> **INSTRUCTIONS FOR THE TASK**:
Please transcribe every entry below exactly as written.

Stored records
━━━━━━━━━━
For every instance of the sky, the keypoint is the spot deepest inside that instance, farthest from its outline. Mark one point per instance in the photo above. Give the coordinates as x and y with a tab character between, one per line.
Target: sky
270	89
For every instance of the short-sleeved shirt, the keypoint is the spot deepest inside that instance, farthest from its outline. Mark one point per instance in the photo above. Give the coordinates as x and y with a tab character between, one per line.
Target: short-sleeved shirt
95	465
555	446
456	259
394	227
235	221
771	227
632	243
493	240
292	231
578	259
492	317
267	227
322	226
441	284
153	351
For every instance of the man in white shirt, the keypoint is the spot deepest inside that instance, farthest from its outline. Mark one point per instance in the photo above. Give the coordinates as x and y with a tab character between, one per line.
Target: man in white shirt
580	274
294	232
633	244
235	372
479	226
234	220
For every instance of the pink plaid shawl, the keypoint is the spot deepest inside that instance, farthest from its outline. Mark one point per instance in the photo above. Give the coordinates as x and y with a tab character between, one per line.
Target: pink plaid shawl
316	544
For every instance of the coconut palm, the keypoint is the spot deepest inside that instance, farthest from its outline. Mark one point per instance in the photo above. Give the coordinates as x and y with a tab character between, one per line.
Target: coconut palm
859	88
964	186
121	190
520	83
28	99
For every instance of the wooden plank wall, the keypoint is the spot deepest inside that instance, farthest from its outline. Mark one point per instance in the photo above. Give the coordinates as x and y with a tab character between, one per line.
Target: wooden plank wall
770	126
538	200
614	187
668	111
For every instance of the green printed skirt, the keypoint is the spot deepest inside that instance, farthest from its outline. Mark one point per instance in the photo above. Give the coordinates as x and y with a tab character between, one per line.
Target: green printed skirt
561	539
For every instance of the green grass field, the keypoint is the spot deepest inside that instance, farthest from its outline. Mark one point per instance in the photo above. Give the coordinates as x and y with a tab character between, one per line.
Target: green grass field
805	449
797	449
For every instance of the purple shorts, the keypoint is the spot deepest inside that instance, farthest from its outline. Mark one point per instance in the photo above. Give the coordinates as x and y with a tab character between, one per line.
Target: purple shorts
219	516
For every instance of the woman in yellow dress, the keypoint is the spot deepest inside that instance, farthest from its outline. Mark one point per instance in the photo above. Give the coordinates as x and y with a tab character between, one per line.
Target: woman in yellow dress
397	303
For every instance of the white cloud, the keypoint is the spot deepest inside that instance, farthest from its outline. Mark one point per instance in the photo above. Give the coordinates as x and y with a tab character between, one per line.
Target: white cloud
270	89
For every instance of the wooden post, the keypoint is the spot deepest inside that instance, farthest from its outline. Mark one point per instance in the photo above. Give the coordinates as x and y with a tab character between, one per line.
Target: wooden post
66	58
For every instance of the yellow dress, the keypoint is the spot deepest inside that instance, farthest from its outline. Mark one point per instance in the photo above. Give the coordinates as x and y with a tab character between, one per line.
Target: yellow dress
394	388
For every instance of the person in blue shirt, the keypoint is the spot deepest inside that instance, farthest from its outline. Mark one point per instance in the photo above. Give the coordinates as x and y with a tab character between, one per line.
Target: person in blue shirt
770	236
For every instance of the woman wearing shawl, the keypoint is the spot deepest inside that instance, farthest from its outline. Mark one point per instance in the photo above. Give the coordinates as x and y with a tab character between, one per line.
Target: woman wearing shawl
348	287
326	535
━━━━━━━━━━
> **TASK OUTPUT**:
For every instance of the sky, the keypoint is the spot deepest inside that instance, farthest from its outline. Mark one point per instance in the photo above. Give the coordinates as x and y with a tab character between, one per line.
Target: sky
270	89
For every instance of the short-sleeved shirt, the keypoint is the spot deepest inside that instance, farthest from its outline. Mark one point per instance in the photo above. Give the coordinates as x and y with a tab character between, one per line.
Target: short-sleeved shirt
95	465
555	446
456	259
394	227
235	221
771	227
632	243
493	240
292	231
578	259
492	317
267	227
322	226
441	284
153	351
For every instance of the man in white shirt, the keypoint is the spot deepest inside that instance, farthest from its outline. Mark one point per instance in the photo above. Give the coordinates as x and y with a tab character between, one per line.
Target: man in white shirt
580	274
294	232
633	244
235	372
479	226
234	220
For every instance of the pink plaid shawl, the keypoint is the spot deepest inside that instance, farthest from its outline. Mark one point per instance in the photo above. Give the coordinates as x and y with a tab character between, one per line.
Target: pink plaid shawl
316	544
For every instance of the coconut palm, the keypoint is the spot deepest inside that instance, farthest from its outline. Mark one point per instance in the photo above. Give the coordinates as x and y with a tab character between, one per line.
Target: coconut palm
859	88
964	186
121	190
520	83
28	99
For every instance of the wooden plank wall, the keypoint is the spot deepest inside that instance, farthest from its outline. Mark one point per instance in the photo above. Give the coordinates as x and y with a tab character between, one per line.
Target: wooden plank wall
770	126
538	200
614	187
668	111
For every instance of the green printed skirt, the keypoint is the spot deepest inside that instance, farthest from its outline. Mark one point per instance in the photo above. Give the coordinates as x and y with a tab character between, one per line.
Target: green printed skirt
561	539
For every instance of the green grass field, the keypoint is the spot deepest inside that instance, farthest from its outline. Mark one point per instance in the photo above. Give the coordinates as x and y with a tab character between, one per line.
Target: green grass field
805	449
797	449
For every instance of the purple shorts, the keypoint is the spot deepest inside that instance, farthest from its outline. Mark one point per instance in the photo above. Give the coordinates as x and y with a tab character between, one per line.
Target: purple shorts
219	516
For every instance of the woman in yellow dress, the keypoint is the spot deepest inside that instance, farthest from its outline. Mark one point per instance in the photo above. Give the coordinates as x and y with a tab character between, one per line.
Target: woman in yellow dress
397	303
For every instance of the white cloud, the keypoint is the spot deepest inside that instance, farthest from its outline. Mark one point per instance in the photo above. Give the coordinates as x and y with a tab character between, one per line.
Target: white cloud
270	89
For every instance of the wooden post, the keypoint is the spot deepest inside that instance, farthest from its outline. Mark one point per instance in the photo above. Give the coordinates as x and y with a tab character between, one per line.
Target: wooden post
66	58
For every instance of the yellow dress, the keypoint is the spot deepest inside that instance, farthest from its outline. Mark one point per instance in the photo above. Give the coordinates as x and y with a tab character between, one per line.
Target: yellow dress
394	388
For every instance of the person in blue shirt, the keypoint is the spot deepest inside that instance, farthest from its outline. Mark one point per instance in the photo above. Give the coordinates as x and y with a tab character between, one per line.
Target: person in blue shirt
770	236
For every instance of the woman wearing shawl, the keypoint is the spot deepest inside that instance, farthest from its outline. Mark one point per instance in the photo above. Give the coordinates as x and y with a tab character between, one per line.
Target: woman wearing shawl
348	287
326	535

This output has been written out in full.